■ **Problem description**
Reproduce each line of the material exactly, minus any picture.

■ **Given records**
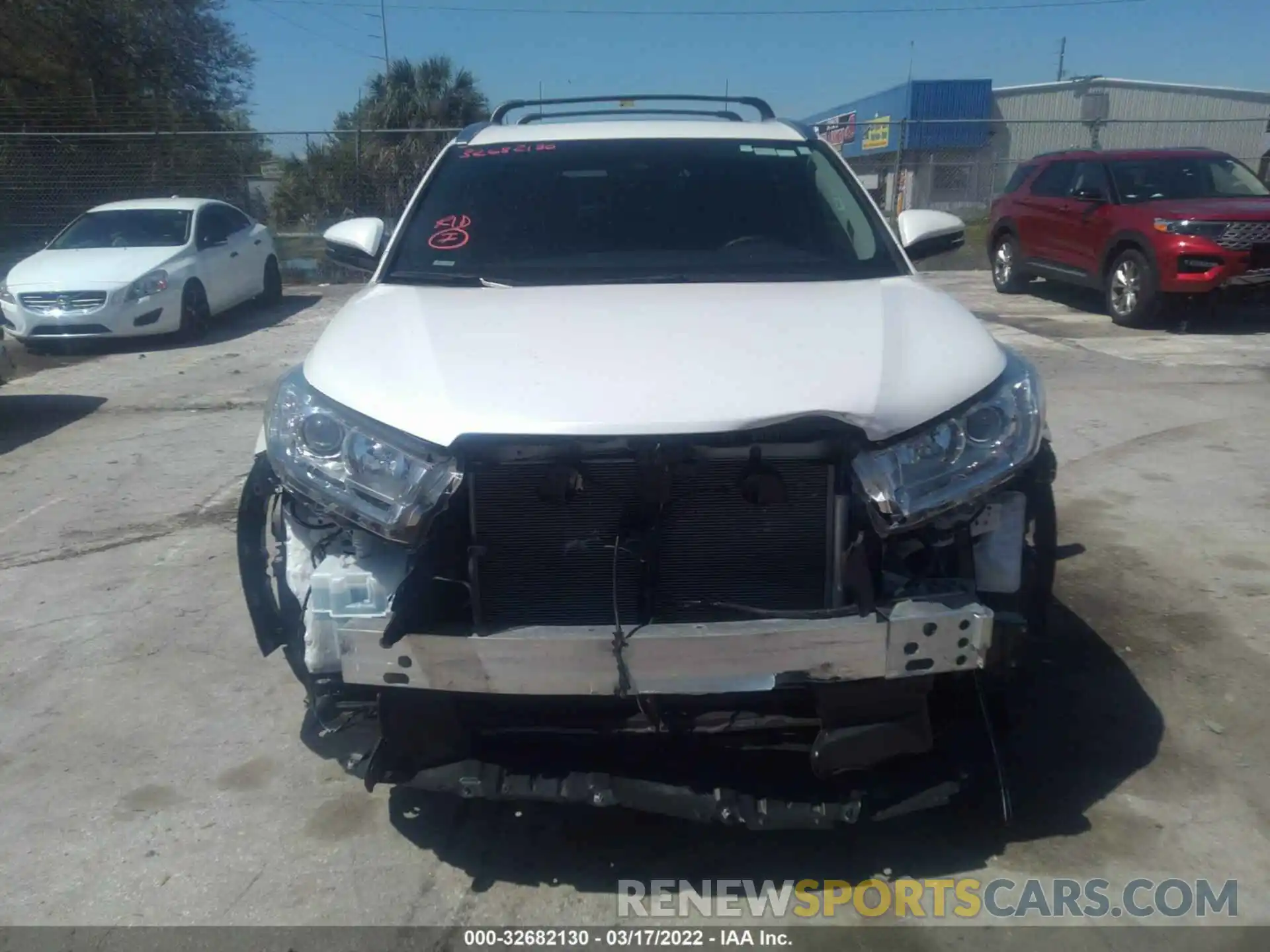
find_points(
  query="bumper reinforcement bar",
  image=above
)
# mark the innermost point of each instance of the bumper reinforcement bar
(907, 639)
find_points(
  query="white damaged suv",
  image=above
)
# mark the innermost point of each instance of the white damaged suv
(646, 471)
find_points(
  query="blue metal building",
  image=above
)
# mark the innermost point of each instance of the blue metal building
(905, 140)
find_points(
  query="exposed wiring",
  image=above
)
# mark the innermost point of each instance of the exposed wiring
(1007, 810)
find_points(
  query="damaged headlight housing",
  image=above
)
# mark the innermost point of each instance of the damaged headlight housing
(353, 467)
(1212, 230)
(959, 457)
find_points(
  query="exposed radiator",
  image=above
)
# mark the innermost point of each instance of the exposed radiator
(550, 561)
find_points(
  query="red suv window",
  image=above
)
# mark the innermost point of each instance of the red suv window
(1019, 178)
(1056, 180)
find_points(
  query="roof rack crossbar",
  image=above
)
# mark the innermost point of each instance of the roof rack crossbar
(718, 114)
(761, 106)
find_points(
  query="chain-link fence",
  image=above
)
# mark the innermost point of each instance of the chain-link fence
(302, 182)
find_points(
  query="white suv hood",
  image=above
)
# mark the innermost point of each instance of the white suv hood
(636, 360)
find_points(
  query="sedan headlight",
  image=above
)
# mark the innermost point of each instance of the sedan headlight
(352, 466)
(149, 285)
(960, 457)
(1210, 230)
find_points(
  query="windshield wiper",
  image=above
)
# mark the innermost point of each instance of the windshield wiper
(459, 281)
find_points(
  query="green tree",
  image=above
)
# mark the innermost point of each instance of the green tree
(366, 167)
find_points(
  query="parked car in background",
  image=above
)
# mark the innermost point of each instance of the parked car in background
(153, 266)
(1140, 225)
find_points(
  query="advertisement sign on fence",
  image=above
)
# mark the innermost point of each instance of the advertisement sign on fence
(876, 134)
(837, 130)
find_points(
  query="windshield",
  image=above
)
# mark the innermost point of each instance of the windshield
(643, 210)
(1191, 177)
(131, 227)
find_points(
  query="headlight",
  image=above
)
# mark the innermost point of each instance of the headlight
(960, 457)
(1212, 230)
(151, 284)
(353, 467)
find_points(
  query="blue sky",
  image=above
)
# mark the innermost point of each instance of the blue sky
(316, 56)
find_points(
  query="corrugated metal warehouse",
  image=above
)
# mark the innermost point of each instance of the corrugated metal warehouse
(952, 143)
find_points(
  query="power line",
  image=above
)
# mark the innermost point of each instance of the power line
(310, 31)
(583, 12)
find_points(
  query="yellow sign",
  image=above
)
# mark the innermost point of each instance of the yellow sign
(876, 134)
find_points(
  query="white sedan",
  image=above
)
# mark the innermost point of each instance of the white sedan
(142, 267)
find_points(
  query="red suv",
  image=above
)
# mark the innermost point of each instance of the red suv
(1138, 225)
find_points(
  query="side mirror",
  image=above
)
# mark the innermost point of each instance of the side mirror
(356, 243)
(925, 233)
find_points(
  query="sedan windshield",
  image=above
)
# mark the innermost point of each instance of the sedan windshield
(1199, 177)
(130, 227)
(643, 210)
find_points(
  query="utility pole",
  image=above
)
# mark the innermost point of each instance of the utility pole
(384, 26)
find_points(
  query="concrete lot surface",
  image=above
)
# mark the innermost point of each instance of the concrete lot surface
(153, 768)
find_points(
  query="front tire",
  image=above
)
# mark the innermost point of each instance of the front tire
(196, 314)
(272, 292)
(1007, 276)
(1132, 290)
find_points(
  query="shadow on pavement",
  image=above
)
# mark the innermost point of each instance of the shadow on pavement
(1227, 315)
(1081, 725)
(28, 416)
(232, 325)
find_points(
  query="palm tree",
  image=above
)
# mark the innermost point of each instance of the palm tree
(426, 95)
(372, 172)
(421, 95)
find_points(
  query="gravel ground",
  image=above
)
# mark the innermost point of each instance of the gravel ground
(154, 770)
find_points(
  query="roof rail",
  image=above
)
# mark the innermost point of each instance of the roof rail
(720, 114)
(765, 111)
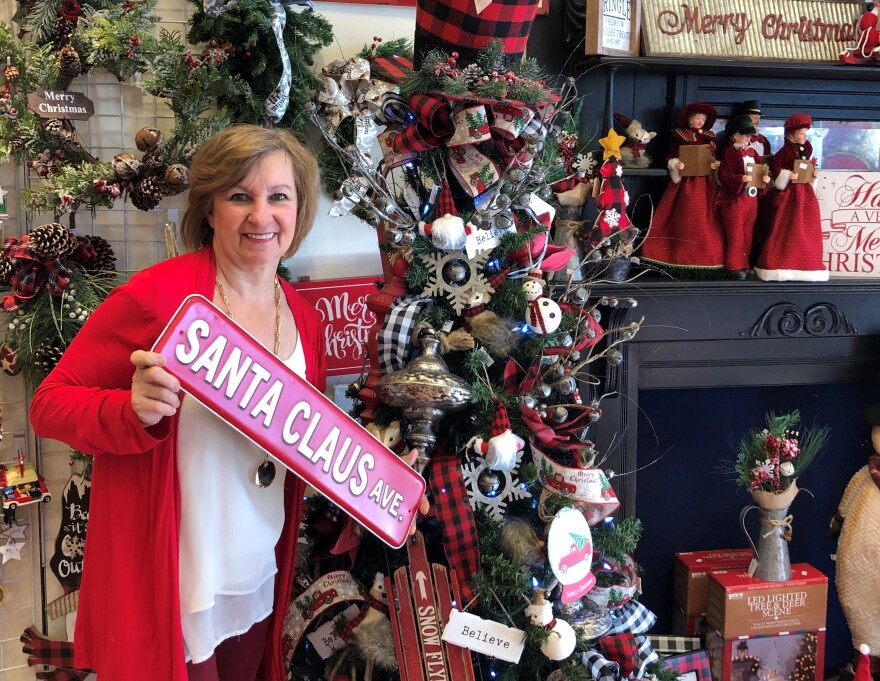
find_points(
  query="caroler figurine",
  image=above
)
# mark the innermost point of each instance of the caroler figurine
(685, 235)
(793, 250)
(742, 179)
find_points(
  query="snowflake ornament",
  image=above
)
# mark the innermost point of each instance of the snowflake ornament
(456, 277)
(612, 217)
(510, 488)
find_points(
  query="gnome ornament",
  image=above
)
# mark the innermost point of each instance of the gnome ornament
(447, 231)
(503, 445)
(560, 644)
(543, 314)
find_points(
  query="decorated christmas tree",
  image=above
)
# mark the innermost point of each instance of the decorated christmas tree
(492, 373)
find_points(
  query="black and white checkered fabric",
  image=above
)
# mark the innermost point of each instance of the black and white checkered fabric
(602, 669)
(394, 340)
(634, 617)
(675, 645)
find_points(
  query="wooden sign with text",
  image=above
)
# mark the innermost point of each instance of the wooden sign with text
(612, 28)
(228, 371)
(849, 205)
(342, 304)
(61, 104)
(781, 30)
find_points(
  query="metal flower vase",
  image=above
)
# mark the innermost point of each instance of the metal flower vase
(771, 553)
(425, 391)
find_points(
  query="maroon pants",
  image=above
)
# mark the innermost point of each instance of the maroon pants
(738, 219)
(236, 659)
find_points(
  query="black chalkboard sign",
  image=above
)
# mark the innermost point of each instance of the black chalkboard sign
(66, 562)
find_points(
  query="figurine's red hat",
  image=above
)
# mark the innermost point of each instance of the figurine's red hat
(796, 122)
(698, 107)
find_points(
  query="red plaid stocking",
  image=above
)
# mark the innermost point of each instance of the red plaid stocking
(53, 653)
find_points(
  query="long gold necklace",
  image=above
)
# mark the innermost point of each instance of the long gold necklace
(229, 314)
(265, 473)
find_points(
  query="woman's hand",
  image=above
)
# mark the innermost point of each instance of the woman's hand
(154, 392)
(424, 505)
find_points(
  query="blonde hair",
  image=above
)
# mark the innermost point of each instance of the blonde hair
(226, 159)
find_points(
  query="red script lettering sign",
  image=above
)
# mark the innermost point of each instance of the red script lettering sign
(224, 368)
(342, 304)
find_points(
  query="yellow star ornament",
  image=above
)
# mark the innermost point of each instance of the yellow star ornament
(611, 144)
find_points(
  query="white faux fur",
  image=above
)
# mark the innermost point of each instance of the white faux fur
(782, 179)
(674, 172)
(791, 275)
(447, 233)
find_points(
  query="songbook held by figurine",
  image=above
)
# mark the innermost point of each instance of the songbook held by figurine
(697, 159)
(805, 171)
(757, 173)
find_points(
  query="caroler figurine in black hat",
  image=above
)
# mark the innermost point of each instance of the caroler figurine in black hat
(752, 109)
(685, 236)
(793, 250)
(737, 201)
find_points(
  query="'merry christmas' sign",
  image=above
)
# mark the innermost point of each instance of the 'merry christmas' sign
(223, 367)
(849, 204)
(788, 30)
(342, 304)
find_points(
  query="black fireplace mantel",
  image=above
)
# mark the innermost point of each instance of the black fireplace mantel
(721, 334)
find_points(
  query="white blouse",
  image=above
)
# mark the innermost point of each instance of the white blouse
(228, 528)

■ **Result**
find_points(
  query="bumper reinforcement bar",
  image=above
)
# mark the innermost point of each instance of the bumper reinforcement bar
(907, 639)
find_points(
  query="white damaged suv",
  image=above
)
# mark the innermost point of each instance of the white damaged suv
(646, 471)
find_points(
  query="blue metal building",
  image=above
)
# mark the innermost point of each instance of the blue metal building
(905, 140)
find_points(
  query="exposed wiring",
  image=above
)
# mark the innermost point of each instance of the exposed wiring
(1007, 810)
find_points(
  query="damaged headlight housing",
  image=above
)
# mark the innermost point of each instance of the damaged headlight housing
(353, 467)
(1212, 230)
(959, 457)
find_points(
  query="exposed radiator",
  image=above
)
# mark the innermost point of each instance of the exposed radiator
(550, 561)
find_points(
  query="red suv window",
  image=above
)
# mark the innermost point of each instance of the red suv window
(1019, 178)
(1056, 180)
find_points(
  query="roof rack crossbar",
  image=above
)
# mark the innermost point of each instance of the roof rack crossbar
(718, 114)
(761, 106)
find_points(
  query="chain-link fence",
  image=above
)
# mark the innermost point of each instance of the chain-link fence
(302, 182)
find_points(
  query="white suv hood",
  image=above
)
# mark the innermost point of each instance of the white suv hood
(636, 360)
find_points(
  query="sedan headlight",
  image=above
)
# mark the innermost point of each instance of the sedan headlight
(352, 466)
(149, 285)
(960, 457)
(1210, 230)
find_points(
  query="windshield wiper",
  image=above
)
# mark the innermost point of each instance of the windshield wiper
(459, 281)
find_points(
  query="green tree",
  image=above
)
# mark the innermost point of each instance of the green tree
(366, 167)
find_points(
  query="parked car in background",
  image=above
)
# mark the innermost point of each instance of the parked car in background
(153, 266)
(1140, 225)
find_points(
  query="advertisement sign on fence",
  image=above
)
# mark the innermost point of each instance of the advertisement sign on fence
(876, 134)
(837, 130)
find_points(
  query="windshield",
  image=above
)
# mark the innermost point of each instance of the windshield
(643, 210)
(1191, 177)
(131, 227)
find_points(
  query="headlight",
  image=above
)
# mark the innermost point of each instance of the headlight
(960, 457)
(1212, 230)
(151, 284)
(353, 467)
find_points(
  query="blue sky",
  image=above
)
# mark the innermost point of each instance of the blue sky
(316, 56)
find_points(
  query="corrugated metal warehouse",
  image=above
)
# mark the innermost point of each instance of the corrugated metal warehouse
(952, 143)
find_points(
  query="power line",
  image=above
)
# mark the innermost point of each instance of the power line
(310, 31)
(583, 12)
find_points(
  query="yellow sign",
  image=above
)
# mark the innermost point of each instance of the yellow sign
(876, 134)
find_points(
  query="white sedan",
  image=above
)
# mark the innermost point of each instance of the white sedan
(142, 267)
find_points(
  query="red suv",
  image=above
)
# mark the innermost point of each instance of the red suv
(1138, 225)
find_points(
  query="side mirror",
  image=above
)
# mark the innermost point of each instance of the side mirror
(356, 243)
(925, 233)
find_points(
  query="sedan windshield",
  image=above
)
# mark the innermost point of each instance of the sedan windshield
(1199, 177)
(130, 227)
(643, 210)
find_points(
  query="utility pole",
  image=above
)
# mark the innermost point of each instance of the utility pole
(384, 26)
find_points(
  query="concrete lot surface",
  image=above
)
# mark the innermost point of each instance of the concrete lot surface
(153, 768)
find_points(
  query="front tire",
  image=above
)
# mark the innermost point of each instance of the front tire
(196, 314)
(272, 292)
(1007, 276)
(1132, 290)
find_points(
  query="shadow on pavement",
  image=above
)
# mark the innermost point of each instance of the shadow on pavement
(1227, 315)
(1081, 725)
(28, 416)
(232, 325)
find_points(
  query="palm tree",
  image=above
)
# mark the innermost point of each instance of the palm tree
(426, 95)
(372, 172)
(421, 95)
find_points(
  query="gravel ground",
  image=above
)
# mark the innermost point of each instance of the gravel ground
(154, 770)
find_points(
  query="roof rail",
  image=above
)
# mark the innermost point of each instance of the roof rail
(720, 114)
(765, 111)
find_points(
  query="caroler figurine",
  image=above
)
# mark the innermost point of each instance of the caroler figurine
(685, 235)
(793, 250)
(742, 179)
find_points(
  query="snowflake ornament",
  image=above
)
# mark the innermost point of each instance of the snowflake ornament
(456, 277)
(612, 217)
(510, 488)
find_points(
  query="gnome ornament",
  image=above
)
# mark the innermost point of each instance of the gnome ornament
(447, 231)
(503, 445)
(560, 644)
(543, 314)
find_points(
  query="decorated christmas tree",
  image=above
)
# mark the innermost point of each instance of the decorated christmas tree
(492, 373)
find_points(
  query="black and white checkered fabric",
  image=above
)
# mark the innermost point of each instance of the black and white checkered fabric
(602, 669)
(394, 340)
(634, 617)
(675, 645)
find_points(
  query="wooden sign with text",
  image=above
)
# mark the innermost point of each instance of the wooden sign with text
(612, 28)
(228, 371)
(849, 205)
(342, 304)
(61, 104)
(781, 30)
find_points(
  query="metal flower vase",
  image=above
)
# mark the innermost point of each instance of the metal flower vase
(771, 553)
(425, 391)
find_points(
  query="maroon pants",
  image=above
)
# mark the innermost point of each instance of the maroon pants
(738, 219)
(236, 659)
find_points(
  query="black chalkboard sign",
  image=above
)
# mark the innermost point of each instance of the black chalkboard sign
(66, 562)
find_points(
  query="figurine's red hat",
  image=above
)
# mark the innermost point of each instance of the figurine's red hat
(796, 122)
(698, 107)
find_points(
  query="red plaid stocking",
  image=above
)
# mark the innermost point of each instance of the red plaid stocking
(53, 653)
find_points(
  query="long gold necklace",
  image=above
)
# mark the innermost point of each instance of the long gold necklace
(229, 314)
(265, 473)
find_points(
  query="woman's hand",
  image=above
)
# mark the innermost point of each instance of the woman's hand
(154, 392)
(424, 505)
find_points(
  query="blonde hair",
  image=above
)
# mark the innermost point of each instance of the blonde hair
(226, 159)
find_points(
  query="red script lettering sign",
  image=above
)
# mark the innermost point of each instance of the red script lettering sign
(224, 368)
(342, 304)
find_points(
  query="yellow star ornament",
  image=above
)
# mark the innermost point of each instance of the yellow star ornament
(611, 144)
find_points(
  query="white faux fur",
  image=above
)
# mark the innermost point of each instance of the white faux fur
(782, 179)
(674, 172)
(791, 275)
(447, 233)
find_points(
  query="songbook held by figurine",
  image=above
)
# mark the innermost point of each instance of the songbook held by figurine
(697, 159)
(805, 171)
(757, 173)
find_points(
  query="caroler figurine in black hat",
  image=above
)
# mark the innermost point of each instance of the caroler figurine in black hat
(752, 109)
(685, 236)
(793, 250)
(737, 201)
find_points(
  query="'merry christmas' sign",
  image=above
)
# mark the innermost point of each instance of the 'merry christmas' sign
(223, 367)
(849, 204)
(788, 30)
(342, 304)
find_points(
  query="black fireplace mantel",
  image=above
)
# mark the innermost point of each instance of the black fireplace mantel
(721, 334)
find_points(
  query="white blouse",
  image=above
)
# mark the innermost point of each instance of the white blouse
(228, 528)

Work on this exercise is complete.